Requirements. State how many lines in the records below contain the string "mask", and give only that number.

Location labeling records.
[START]

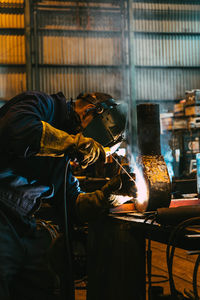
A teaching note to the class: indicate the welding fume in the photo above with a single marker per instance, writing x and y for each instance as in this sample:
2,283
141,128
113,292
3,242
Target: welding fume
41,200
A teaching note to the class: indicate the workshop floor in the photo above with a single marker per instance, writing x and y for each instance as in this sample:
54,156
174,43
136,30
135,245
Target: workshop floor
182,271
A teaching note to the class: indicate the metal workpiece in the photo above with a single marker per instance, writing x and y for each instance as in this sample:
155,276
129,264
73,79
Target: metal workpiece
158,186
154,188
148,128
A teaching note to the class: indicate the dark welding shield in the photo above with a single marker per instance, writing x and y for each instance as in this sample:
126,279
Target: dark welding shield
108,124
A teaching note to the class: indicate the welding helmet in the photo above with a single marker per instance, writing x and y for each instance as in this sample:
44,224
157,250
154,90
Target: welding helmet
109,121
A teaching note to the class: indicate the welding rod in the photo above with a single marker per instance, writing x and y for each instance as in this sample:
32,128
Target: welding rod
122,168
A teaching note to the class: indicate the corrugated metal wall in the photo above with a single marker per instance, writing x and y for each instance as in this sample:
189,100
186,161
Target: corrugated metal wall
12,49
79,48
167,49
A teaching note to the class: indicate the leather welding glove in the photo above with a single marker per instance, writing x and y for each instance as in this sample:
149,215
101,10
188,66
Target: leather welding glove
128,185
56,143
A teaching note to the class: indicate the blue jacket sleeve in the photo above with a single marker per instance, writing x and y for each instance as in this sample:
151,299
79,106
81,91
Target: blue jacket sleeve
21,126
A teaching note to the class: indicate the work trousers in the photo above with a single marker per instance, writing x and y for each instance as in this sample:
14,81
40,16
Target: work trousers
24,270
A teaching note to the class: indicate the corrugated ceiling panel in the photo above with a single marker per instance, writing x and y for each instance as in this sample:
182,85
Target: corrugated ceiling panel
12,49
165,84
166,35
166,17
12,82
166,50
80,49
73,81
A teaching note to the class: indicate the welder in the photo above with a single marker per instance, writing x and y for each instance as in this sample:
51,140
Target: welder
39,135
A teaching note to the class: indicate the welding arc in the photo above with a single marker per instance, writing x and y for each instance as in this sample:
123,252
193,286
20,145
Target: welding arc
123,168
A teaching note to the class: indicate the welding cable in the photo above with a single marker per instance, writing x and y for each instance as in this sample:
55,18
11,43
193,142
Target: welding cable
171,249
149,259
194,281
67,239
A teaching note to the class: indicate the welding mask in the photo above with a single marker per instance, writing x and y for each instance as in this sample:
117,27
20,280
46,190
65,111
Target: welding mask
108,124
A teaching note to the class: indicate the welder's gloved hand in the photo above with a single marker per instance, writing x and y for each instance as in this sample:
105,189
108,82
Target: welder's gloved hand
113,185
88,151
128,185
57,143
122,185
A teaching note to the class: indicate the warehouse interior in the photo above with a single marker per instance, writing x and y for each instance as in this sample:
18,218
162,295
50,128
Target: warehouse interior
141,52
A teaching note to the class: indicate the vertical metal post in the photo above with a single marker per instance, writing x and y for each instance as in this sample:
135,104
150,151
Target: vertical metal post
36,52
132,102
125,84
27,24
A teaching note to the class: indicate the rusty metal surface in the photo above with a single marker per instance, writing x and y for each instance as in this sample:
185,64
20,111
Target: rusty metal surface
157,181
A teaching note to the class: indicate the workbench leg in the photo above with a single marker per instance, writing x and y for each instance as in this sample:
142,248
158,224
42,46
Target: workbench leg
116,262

[END]
[START]

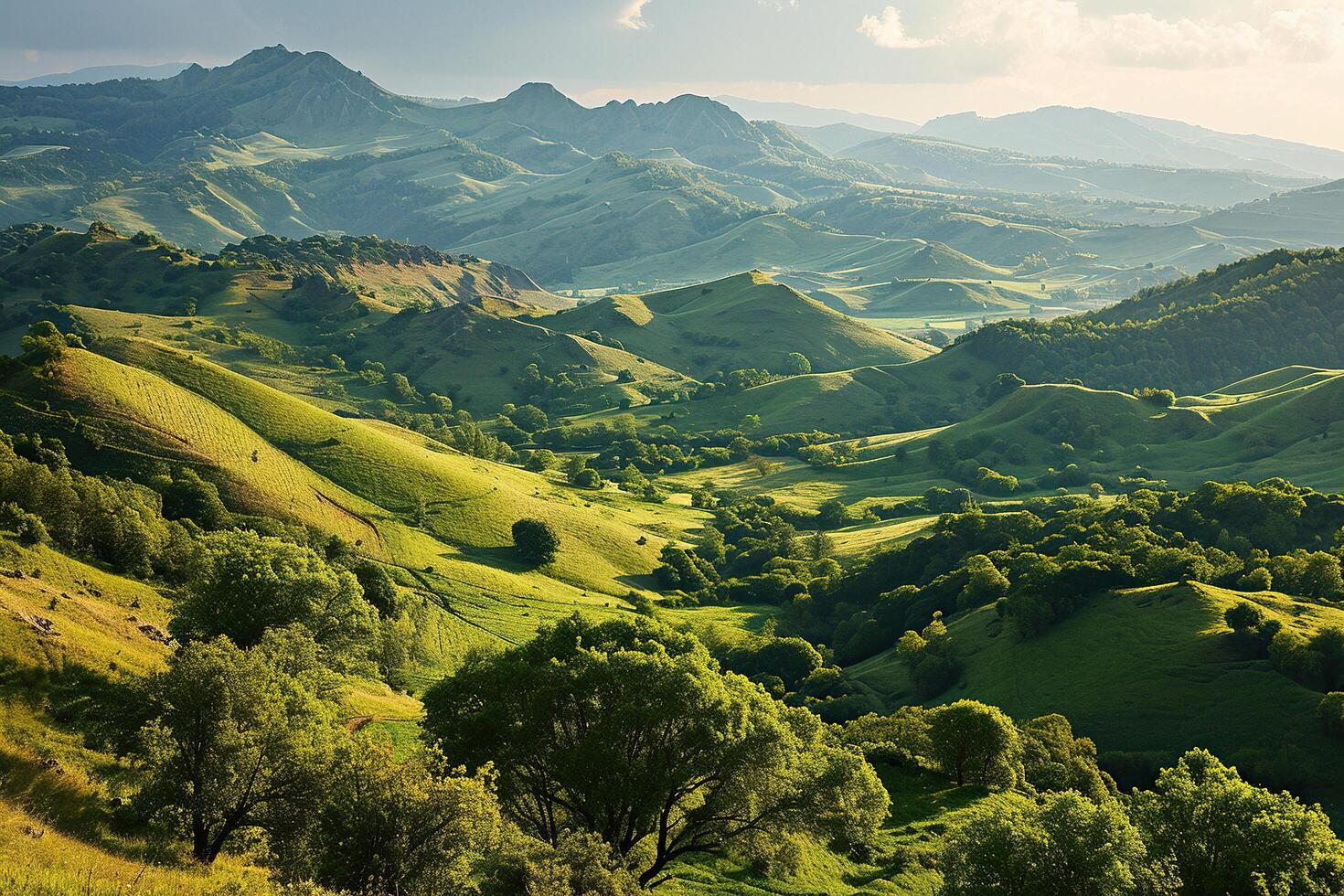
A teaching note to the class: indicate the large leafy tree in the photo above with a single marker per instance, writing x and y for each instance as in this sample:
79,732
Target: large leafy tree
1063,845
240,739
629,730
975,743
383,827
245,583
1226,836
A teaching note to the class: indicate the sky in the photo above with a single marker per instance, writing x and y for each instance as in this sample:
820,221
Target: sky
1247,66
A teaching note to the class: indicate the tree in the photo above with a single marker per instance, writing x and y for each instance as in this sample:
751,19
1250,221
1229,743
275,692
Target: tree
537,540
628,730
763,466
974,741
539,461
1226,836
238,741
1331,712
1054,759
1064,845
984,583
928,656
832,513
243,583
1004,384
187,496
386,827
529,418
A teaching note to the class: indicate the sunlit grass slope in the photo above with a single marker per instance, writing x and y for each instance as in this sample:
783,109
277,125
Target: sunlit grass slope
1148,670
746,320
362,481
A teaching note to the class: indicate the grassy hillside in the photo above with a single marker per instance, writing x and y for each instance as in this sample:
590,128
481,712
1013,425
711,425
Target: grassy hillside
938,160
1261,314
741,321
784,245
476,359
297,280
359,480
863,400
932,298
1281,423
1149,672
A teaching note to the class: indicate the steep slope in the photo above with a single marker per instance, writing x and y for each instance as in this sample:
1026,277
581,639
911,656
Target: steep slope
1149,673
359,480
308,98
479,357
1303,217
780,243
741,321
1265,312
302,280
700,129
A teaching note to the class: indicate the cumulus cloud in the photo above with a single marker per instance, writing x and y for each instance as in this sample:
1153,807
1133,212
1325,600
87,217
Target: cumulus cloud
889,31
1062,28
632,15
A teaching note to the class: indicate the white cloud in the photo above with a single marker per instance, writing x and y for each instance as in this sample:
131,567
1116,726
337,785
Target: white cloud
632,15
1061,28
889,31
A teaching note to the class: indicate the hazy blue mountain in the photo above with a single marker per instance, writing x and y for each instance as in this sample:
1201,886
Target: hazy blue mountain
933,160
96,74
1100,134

[END]

Answer to this task. 2